### Brief 1
Write out the passage of the Planet Terror review between "DVD REVIEW –" and "in Death Proof.", inclusive, word for word.
### Brief 2
According to the Planet Terror review, who plays the greedy bio-chemist?
### Brief 3
Continue the Planet Terror review from the point at which it stops.
───── Text excerpt
DVD REVIEW – GRINDHOUSE: PLANET TERROR
October 16th, 2007 | by Tom(5 votes, average: 6.00 out of 10)
When Grindhouse came out in theaters back in April, I wasn’t able to see it in theaters as I was busy taking care of a newborn son. At the the time I felt badly that I wasn’t able to participate in what was supposed to be the great film geek-out of the spring. But as word spread, I was actually kind of relieved. Not because neither of the two films that made up the double feature were bad movies. But from everything I heard, the fim’s first half – Robert Rodriguez’s Planet Terror – was a goopy, gory mess and I wasn’t enchanted by the idea of being trapped in the theater for an hour and a half before getting to see Quentin Tarantino’s contribution in Death Proof.
I’m not a great fan of zombie movies, excessive gore or things that jump out of you looking for a cheap scare. Familiar with Rodriguez’s work in Sin City and From Dusk Till Dawn, I knew that there wasn’t the explicit whim of his inner 14 year-old that Rodriguez wasn’t adverse to indulging. You can imagine my anxiety sitting down to watch Planet Terror – available extended and unrated on DVD today, October 16.
The plot is typical zombie fare. A greedy bio-chemist played by Lost’s Naveen Andrews unleashes a chemical agent on a small Texas town that turns it’s residents into the walking dead. It’s up to a rag-tag group of misfits to fight their way to safety.
──────────
───── Record extracts
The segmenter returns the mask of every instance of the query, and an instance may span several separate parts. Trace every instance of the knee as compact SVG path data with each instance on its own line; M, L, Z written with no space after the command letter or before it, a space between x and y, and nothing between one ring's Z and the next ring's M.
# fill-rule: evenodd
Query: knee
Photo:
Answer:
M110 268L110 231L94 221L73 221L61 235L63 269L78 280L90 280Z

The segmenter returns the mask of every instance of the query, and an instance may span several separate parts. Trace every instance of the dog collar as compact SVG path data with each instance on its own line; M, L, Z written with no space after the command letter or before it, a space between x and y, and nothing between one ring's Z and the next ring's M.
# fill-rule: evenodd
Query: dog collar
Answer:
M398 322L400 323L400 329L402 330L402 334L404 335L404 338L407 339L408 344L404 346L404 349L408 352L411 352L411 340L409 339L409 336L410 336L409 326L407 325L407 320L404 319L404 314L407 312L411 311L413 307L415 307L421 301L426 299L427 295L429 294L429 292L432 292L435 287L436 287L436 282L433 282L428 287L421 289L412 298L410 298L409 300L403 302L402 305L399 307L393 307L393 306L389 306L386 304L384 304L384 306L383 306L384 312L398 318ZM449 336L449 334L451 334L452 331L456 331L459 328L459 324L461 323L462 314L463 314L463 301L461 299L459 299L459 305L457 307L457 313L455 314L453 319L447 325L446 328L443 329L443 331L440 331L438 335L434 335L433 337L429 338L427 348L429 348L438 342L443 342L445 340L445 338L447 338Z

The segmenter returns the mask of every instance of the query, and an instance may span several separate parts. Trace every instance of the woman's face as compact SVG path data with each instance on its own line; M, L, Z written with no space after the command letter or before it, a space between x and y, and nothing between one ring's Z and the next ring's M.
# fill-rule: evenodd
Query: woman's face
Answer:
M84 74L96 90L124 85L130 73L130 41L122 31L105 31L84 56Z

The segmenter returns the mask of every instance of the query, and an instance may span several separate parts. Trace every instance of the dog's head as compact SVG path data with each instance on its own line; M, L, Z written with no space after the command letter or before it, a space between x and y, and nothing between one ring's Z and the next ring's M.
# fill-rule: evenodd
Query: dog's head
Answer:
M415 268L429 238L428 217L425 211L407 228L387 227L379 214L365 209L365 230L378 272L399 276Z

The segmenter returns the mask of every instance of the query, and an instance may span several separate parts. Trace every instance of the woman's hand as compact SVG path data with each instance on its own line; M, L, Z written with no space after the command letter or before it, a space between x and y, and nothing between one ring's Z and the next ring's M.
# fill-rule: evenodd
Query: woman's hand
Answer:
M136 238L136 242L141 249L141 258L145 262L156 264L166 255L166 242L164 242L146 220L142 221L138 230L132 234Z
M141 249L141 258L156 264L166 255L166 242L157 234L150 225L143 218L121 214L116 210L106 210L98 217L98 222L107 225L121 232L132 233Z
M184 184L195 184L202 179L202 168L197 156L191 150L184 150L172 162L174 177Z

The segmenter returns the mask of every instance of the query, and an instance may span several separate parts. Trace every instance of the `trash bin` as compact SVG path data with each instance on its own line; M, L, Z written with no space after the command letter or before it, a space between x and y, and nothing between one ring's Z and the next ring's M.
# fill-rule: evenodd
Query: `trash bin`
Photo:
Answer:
──────────
### Written reply 1
DVD REVIEW – GRINDHOUSE: PLANET TERROR
October 16th, 2007 | by Tom(5 votes, average: 6.00 out of 10)
When Grindhouse came out in theaters back in April, I wasn’t able to see it in theaters as I was busy taking care of a newborn son. At the the time I felt badly that I wasn’t able to participate in what was supposed to be the great film geek-out of the spring. But as word spread, I was actually kind of relieved. Not because neither of the two films that made up the double feature were bad movies. But from everything I heard, the fim’s first half – Robert Rodriguez’s Planet Terror – was a goopy, gory mess and I wasn’t enchanted by the idea of being trapped in the theater for an hour and a half before getting to see Quentin Tarantino’s contribution in Death Proof.

### Written reply 2
Naveen Andrews, of Lost, plays the greedy bio-chemist.

### Written reply 3
True to form, Rodriguez heaps on the carnage and mayhem. There isn’t an explosion too large or a sound effect to squishy or crunchy to be used in his arsenal. Everything in this movie is turned up to 11. When zombies are shot at, they explode like ripe water baloons filled with plasma.
What the movie lacks in subtlety, it more than makes up for with it’s excellent cast. Six Feet Under’s Freddy Rodriguez turns in a surprising and commanding performance as the mysterious El Wray. Michael Biehn shows up as the town’s true-grit sherrif and Jeff Fahey shows up as his BBQ-obsessed brother. Bruce Willis plays it straight as a tough-talking army general and Rose McGowan, her acting somewhat wooden, creates one of modern cinema’s most indelible heroines in Cherry Darling – the go-go dancer/amputee with a high-powered machine gun for a leg.
In terms of visual excess alone, Rodriguez delivers the spirit of Grindhouse cinema. I can’t compare this extended version to the theatrical release because the DVD fails to include both. But nothing here feels overtly extrenious or draining to the film’s running time.
The DVD comes with an excellent collection of extras on the second disc including Rodriguez’s traditional “10 Minute Film School.” In it, he reveals a lot of the tricks used in the film to achieve it’s large number of practical effects. Everything from the explosions, the car wrecks, to composit shots and the CG magic behind the infamous machine-gun leg.
In “The Badass Babes and Tough Guys of Planet Terror,” we get to see how the casting of each of the roles influenced Rodriguez’s script as he was writing it. There is some slight discomfort listening to Rodriguez effusive praise of star Rose McGowan’s prowess performing her own stunts as well as what personality quirks she added to Cherry Darling in her ad libs. Considering the on-set affair the two of them had that resulted in the end of Rodriguez’s marriage to his wife and co-producer, Elizabeth Avellan, it feels like some of that could have been scaled back.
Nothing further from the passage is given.